Exercise details:
Locate every line in the records below that contains the word "mask", and copy each one out in full.

Dataset excerpts:
☆ ☆ ☆ ☆ ☆

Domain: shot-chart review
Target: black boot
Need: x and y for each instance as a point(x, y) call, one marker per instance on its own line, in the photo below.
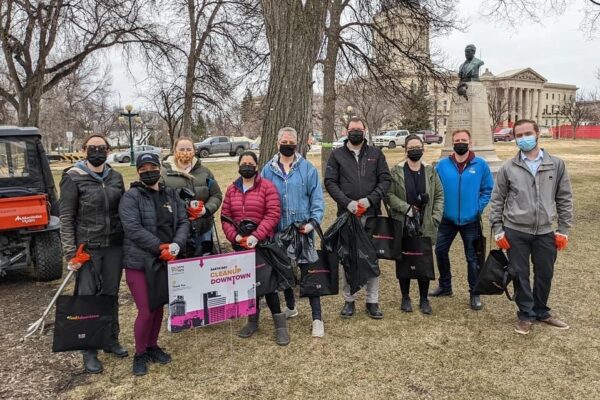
point(251, 327)
point(116, 349)
point(406, 305)
point(282, 335)
point(374, 311)
point(348, 309)
point(140, 364)
point(425, 306)
point(90, 362)
point(476, 302)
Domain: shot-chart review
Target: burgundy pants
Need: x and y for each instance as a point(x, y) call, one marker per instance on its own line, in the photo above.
point(147, 323)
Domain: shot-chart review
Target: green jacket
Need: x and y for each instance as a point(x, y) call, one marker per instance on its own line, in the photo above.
point(396, 199)
point(201, 181)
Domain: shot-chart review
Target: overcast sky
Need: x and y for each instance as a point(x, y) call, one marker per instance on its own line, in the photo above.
point(557, 49)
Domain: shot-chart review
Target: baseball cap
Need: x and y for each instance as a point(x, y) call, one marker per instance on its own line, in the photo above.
point(147, 158)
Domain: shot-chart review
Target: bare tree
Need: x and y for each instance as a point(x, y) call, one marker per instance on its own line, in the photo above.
point(44, 42)
point(584, 108)
point(365, 40)
point(513, 11)
point(294, 30)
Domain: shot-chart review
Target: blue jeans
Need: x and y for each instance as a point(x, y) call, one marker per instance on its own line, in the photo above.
point(446, 233)
point(315, 303)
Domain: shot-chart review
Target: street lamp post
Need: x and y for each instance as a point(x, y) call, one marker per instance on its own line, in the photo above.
point(129, 115)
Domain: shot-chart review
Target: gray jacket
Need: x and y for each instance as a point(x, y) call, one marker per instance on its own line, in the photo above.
point(528, 203)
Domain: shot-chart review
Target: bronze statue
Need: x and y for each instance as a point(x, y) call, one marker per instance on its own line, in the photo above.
point(469, 70)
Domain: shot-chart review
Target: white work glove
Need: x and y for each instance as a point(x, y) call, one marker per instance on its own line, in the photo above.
point(306, 229)
point(252, 241)
point(364, 202)
point(353, 206)
point(174, 249)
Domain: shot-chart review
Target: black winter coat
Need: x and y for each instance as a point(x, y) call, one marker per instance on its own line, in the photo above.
point(89, 209)
point(138, 214)
point(347, 180)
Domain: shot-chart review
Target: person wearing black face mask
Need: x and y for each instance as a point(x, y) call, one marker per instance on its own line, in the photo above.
point(156, 228)
point(301, 196)
point(252, 201)
point(357, 178)
point(416, 190)
point(468, 185)
point(90, 193)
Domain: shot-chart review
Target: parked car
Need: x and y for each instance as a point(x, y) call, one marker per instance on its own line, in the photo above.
point(221, 144)
point(29, 222)
point(124, 156)
point(430, 137)
point(504, 135)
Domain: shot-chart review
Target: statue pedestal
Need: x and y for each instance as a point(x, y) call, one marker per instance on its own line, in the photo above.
point(473, 114)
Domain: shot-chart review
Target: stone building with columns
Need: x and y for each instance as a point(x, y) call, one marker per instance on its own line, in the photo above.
point(524, 93)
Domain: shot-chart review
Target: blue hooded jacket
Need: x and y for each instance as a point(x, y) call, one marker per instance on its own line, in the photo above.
point(300, 191)
point(465, 195)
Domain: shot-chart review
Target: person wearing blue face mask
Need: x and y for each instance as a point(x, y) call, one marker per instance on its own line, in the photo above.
point(531, 190)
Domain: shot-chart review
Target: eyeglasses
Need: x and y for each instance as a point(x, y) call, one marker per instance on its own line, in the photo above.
point(101, 148)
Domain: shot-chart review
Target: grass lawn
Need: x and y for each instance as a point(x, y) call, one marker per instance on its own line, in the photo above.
point(455, 353)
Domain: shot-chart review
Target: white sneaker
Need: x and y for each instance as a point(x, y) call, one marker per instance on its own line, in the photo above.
point(318, 328)
point(290, 313)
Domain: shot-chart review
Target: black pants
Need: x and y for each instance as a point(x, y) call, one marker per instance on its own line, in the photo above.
point(533, 304)
point(405, 288)
point(102, 276)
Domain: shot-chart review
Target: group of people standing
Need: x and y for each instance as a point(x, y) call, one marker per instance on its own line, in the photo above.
point(105, 228)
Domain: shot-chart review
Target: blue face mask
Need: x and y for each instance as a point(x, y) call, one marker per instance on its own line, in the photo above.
point(527, 143)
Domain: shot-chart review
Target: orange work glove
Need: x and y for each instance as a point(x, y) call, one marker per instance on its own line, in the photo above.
point(560, 241)
point(360, 210)
point(196, 210)
point(81, 257)
point(502, 241)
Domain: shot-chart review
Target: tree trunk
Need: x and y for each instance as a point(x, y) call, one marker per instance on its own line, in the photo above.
point(294, 33)
point(329, 94)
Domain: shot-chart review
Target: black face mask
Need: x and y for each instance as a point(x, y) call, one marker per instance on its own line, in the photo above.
point(247, 171)
point(461, 148)
point(149, 178)
point(356, 137)
point(287, 150)
point(96, 158)
point(415, 154)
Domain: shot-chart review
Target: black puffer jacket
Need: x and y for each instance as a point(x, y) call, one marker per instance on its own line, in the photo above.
point(139, 218)
point(89, 208)
point(347, 180)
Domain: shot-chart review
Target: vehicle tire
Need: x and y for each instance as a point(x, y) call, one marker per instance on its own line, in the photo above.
point(46, 254)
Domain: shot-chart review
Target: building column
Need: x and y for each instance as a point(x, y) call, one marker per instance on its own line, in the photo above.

☆ ☆ ☆ ☆ ☆

Final result:
Target: person wearing black face mask
Target: person wearing blue face mask
Target: blue face mask
Target: black face mask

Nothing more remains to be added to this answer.